BEGIN

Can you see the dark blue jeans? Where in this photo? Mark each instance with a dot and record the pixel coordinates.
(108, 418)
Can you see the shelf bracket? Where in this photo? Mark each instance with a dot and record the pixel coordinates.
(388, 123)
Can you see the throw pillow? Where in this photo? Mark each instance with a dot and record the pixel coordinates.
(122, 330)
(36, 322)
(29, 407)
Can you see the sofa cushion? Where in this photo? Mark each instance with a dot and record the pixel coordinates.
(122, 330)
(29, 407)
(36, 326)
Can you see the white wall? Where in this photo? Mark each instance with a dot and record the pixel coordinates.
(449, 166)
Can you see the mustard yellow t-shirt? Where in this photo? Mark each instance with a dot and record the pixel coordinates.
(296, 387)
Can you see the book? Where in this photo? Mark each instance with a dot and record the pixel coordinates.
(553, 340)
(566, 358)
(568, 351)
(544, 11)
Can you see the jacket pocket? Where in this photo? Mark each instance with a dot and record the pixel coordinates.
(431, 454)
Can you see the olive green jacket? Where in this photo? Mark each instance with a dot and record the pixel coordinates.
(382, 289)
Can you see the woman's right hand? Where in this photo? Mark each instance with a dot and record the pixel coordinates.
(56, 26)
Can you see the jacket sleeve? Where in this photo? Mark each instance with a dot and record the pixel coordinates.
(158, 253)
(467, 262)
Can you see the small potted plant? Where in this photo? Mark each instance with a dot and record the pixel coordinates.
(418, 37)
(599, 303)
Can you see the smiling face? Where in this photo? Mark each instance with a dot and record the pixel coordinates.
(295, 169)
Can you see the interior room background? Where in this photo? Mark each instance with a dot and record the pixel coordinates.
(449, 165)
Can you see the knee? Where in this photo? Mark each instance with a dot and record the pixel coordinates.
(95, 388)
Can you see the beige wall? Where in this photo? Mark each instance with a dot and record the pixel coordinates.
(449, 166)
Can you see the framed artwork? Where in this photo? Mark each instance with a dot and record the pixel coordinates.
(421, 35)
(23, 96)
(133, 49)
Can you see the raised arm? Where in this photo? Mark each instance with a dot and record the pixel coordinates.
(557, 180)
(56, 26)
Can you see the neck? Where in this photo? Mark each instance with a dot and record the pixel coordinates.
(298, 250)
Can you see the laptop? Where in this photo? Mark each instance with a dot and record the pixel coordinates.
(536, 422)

END

Directive: Print, unchanged, the lines of the listing starting at the one that contains "Can you see the framed" and ending at the listing's final line.

Task output:
Can you see the framed artwork? Where in this photo? Mark each instance with a dot and record the pixel coordinates.
(421, 35)
(23, 96)
(133, 49)
Can you see the raised arm? Where in this photo? Mark each instance with a dot and record the pixel coordinates.
(557, 180)
(56, 26)
Can you see the neck? Where in this photo? Mark each instance with a dot and record the pixel coordinates.
(298, 250)
Can you see the laptop? Where in this photo? Mark each instance with a dot and record the pixel coordinates.
(536, 422)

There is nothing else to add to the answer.